▸ Given request 1: Quote the forum post on finding the longest repeated substring word for word, starting with "Tried a number" and going on through "d = defaultdict(list)".

▸ Passage to read:

>> Begin

Tried a number of approaches, and I have one solution that works quite fast on strings of up to several million, but takes literally forever (6+ hours) for larger strings, particularly when the length of the repeated sequence gets really long.
def find_lrs(text, cntr=2):
sol = (0, 0, 0)
del_list = ['01','01','01']
while len(del_list) != 0:
d = defaultdict(list)
for i in range(len(text)):
d[text[i:i + cntr]].append(i)
del_list = [(item, d[item]) for item in d if len(d[item]) > 1]
# if list is empty, we're done
if len(del_list) == 0:
return sol
else:
sol = (del_list[0][1][0], (del_list[0][1][1]),len(del_list[0][0]))
cntr += 1
return sol
I know it's ugly, but hey, I'm a beginner, and I'm just happy I got something to work. Idea is to go through the string starting out with length-2 substrings as the keys, and the index the substring is at the value. If the text was, say, 'BANANA', after the first pass through, the dict would look like this:
{'BA': [0], 'AN': [1, 3], 'NA': [2, 4], 'A': [5]}
BA shows up only once - starting at index 0. AN and NA show up twice, showing up at index 1/3 and 2/4, respectively.
I then create a list that only includes keys that showed up at least twice. In the example above, we can remove BA, since it only showed up once - if there's no substring of length 2 starting out with 'BA', there won't be an substring of length 3 starting with BA.

>> End

▸ Material for the task:
>> Begin

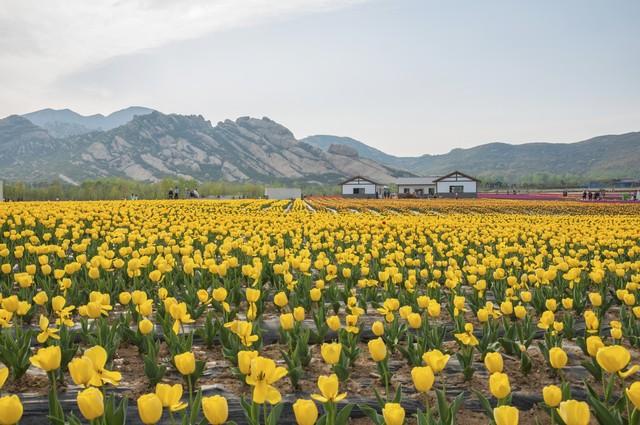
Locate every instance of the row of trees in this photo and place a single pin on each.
(117, 188)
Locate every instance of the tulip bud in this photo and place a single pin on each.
(423, 378)
(298, 314)
(91, 403)
(393, 414)
(613, 358)
(286, 321)
(595, 298)
(305, 411)
(493, 362)
(552, 395)
(377, 328)
(558, 358)
(574, 412)
(10, 409)
(633, 393)
(145, 326)
(333, 322)
(280, 299)
(124, 298)
(414, 320)
(244, 361)
(377, 349)
(185, 363)
(81, 370)
(499, 385)
(331, 352)
(150, 408)
(506, 415)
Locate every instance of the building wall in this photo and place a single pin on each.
(283, 193)
(413, 187)
(470, 188)
(369, 188)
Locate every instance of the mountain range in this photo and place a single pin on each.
(147, 145)
(154, 146)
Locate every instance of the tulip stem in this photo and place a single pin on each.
(190, 391)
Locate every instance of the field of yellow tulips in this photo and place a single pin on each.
(328, 311)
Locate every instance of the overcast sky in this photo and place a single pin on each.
(406, 76)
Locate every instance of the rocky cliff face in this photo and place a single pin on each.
(154, 146)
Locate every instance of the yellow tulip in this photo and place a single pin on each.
(170, 396)
(574, 412)
(145, 326)
(329, 388)
(280, 299)
(633, 394)
(298, 314)
(315, 294)
(124, 298)
(393, 414)
(244, 360)
(215, 409)
(331, 352)
(594, 343)
(613, 358)
(91, 403)
(558, 358)
(436, 360)
(264, 374)
(377, 328)
(4, 374)
(305, 411)
(47, 358)
(252, 295)
(595, 298)
(333, 322)
(98, 356)
(41, 298)
(377, 349)
(552, 395)
(185, 363)
(493, 362)
(10, 410)
(423, 378)
(286, 321)
(81, 370)
(506, 415)
(414, 320)
(499, 385)
(149, 408)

>> End

▸ Given request 2: Write out every line of the photo entries above again, requests included, but multiply each pin coordinate by 1.8 and round it to a whole number, with halves rounding up. Leave the pictures out of your answer.

▸ Complete output 1:
Tried a number of approaches, and I have one solution that works quite fast on strings of up to several million, but takes literally forever (6+ hours) for larger strings, particularly when the length of the repeated sequence gets really long.
def find_lrs(text, cntr=2):
sol = (0, 0, 0)
del_list = ['01','01','01']
while len(del_list) != 0:
d = defaultdict(list)

▸ Complete output 2:
Locate every instance of the row of trees in this photo and place a single pin on each.
(211, 338)
Locate every instance of the tulip bud in this photo and place a single pin on each.
(761, 680)
(536, 565)
(164, 725)
(707, 745)
(1103, 644)
(515, 578)
(1071, 536)
(549, 740)
(887, 652)
(994, 711)
(679, 590)
(1004, 644)
(1033, 742)
(18, 736)
(1139, 707)
(261, 587)
(599, 580)
(504, 538)
(223, 536)
(745, 576)
(439, 650)
(679, 628)
(333, 653)
(146, 666)
(898, 693)
(596, 634)
(270, 734)
(911, 747)
Locate every instance of the building wall in this photo and place a single pin on each.
(509, 347)
(743, 337)
(846, 338)
(664, 338)
Locate every instance of the mountain range in this photo and place a single pin on each.
(265, 261)
(277, 263)
Locate every instance of the tulip stem in this photo and place a single pin on each.
(342, 704)
Locate every instance of the field of yellow tulips in this photo and place a single pin on each.
(590, 560)
Locate every instance of the overcast sky in this photo and place a single pin on each.
(731, 137)
Locate every instance of the rocky cliff face in this photo and place a single pin on each.
(277, 263)
Locate every instance of the yellow tulip in this photo and place a single pin on each.
(306, 713)
(1033, 742)
(261, 587)
(592, 698)
(504, 538)
(1139, 709)
(536, 565)
(567, 529)
(223, 536)
(707, 745)
(439, 648)
(387, 736)
(596, 634)
(1069, 617)
(1103, 644)
(164, 725)
(1004, 644)
(785, 648)
(475, 673)
(679, 590)
(7, 673)
(549, 740)
(85, 644)
(454, 531)
(1071, 536)
(599, 580)
(176, 641)
(74, 536)
(679, 628)
(994, 711)
(333, 653)
(887, 652)
(18, 738)
(761, 680)
(515, 578)
(146, 666)
(911, 747)
(745, 576)
(898, 693)
(268, 734)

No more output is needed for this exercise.